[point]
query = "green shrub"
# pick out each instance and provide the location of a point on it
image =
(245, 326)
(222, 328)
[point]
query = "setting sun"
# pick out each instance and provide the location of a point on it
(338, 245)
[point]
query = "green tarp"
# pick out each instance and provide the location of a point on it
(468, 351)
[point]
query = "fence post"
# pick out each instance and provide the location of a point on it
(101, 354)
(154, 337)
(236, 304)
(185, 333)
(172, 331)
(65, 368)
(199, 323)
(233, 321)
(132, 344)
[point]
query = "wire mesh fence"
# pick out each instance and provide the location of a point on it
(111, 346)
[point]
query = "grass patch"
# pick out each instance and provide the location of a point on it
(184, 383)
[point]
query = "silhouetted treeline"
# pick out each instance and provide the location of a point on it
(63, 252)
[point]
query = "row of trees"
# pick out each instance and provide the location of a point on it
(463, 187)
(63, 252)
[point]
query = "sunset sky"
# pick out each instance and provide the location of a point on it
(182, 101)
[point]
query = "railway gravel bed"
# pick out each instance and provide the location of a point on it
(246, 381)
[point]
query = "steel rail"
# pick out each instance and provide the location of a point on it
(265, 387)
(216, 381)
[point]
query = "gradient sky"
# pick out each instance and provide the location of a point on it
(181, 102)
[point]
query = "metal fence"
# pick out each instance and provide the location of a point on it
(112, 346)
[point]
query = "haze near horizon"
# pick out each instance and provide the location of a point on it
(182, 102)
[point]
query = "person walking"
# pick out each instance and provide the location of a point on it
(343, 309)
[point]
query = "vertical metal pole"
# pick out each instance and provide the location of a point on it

:::::

Description of the task ->
Transcribe each line of the material without any alteration.

Written reply ->
[point]
query = "green shrub"
# pick out each instance and provide the location of a point on it
image =
(245, 326)
(222, 328)
[point]
query = "setting sun"
# pick out each instance and provide the location of a point on it
(338, 245)
[point]
query = "green tarp"
# pick out each instance and provide the location of a point on it
(468, 351)
[point]
query = "fence post"
# pick out each instance and provide the location of a point on it
(101, 354)
(154, 337)
(236, 304)
(185, 333)
(172, 331)
(65, 368)
(199, 323)
(233, 321)
(132, 344)
[point]
query = "wire mesh fence"
# pick out each instance and provide the location of a point on it
(111, 346)
[point]
query = "grass patch"
# pick out each instance and provide the location of a point on it
(184, 383)
[point]
query = "silhouetted treeline"
# pick out each instance and provide the location of a point on it
(63, 252)
[point]
query = "row of trees"
# pick out each instance and provide the location of a point on it
(463, 187)
(63, 252)
[point]
query = "sunset sky"
# pick out each instance and provide the location of a point on it
(182, 101)
[point]
query = "railway gravel bed"
# pick out each instance and provide the location of a point on it
(246, 381)
[point]
query = "steel rail"
# pick out each instance and provide the location of a point on it
(265, 387)
(216, 381)
[point]
query = "gradient sky"
# pick out each instance and provide the location of a point on it
(181, 102)
[point]
query = "metal fence"
# pick out each instance and provide the location of a point on it
(112, 346)
[point]
query = "haze near horizon"
# pick out each instance and provide the location of a point on it
(182, 102)
[point]
query = "person walking"
# pick out each instance and provide the location of a point on it
(343, 309)
[point]
query = "vertical metal pole"
# pick out each instance and provide the location of a point on it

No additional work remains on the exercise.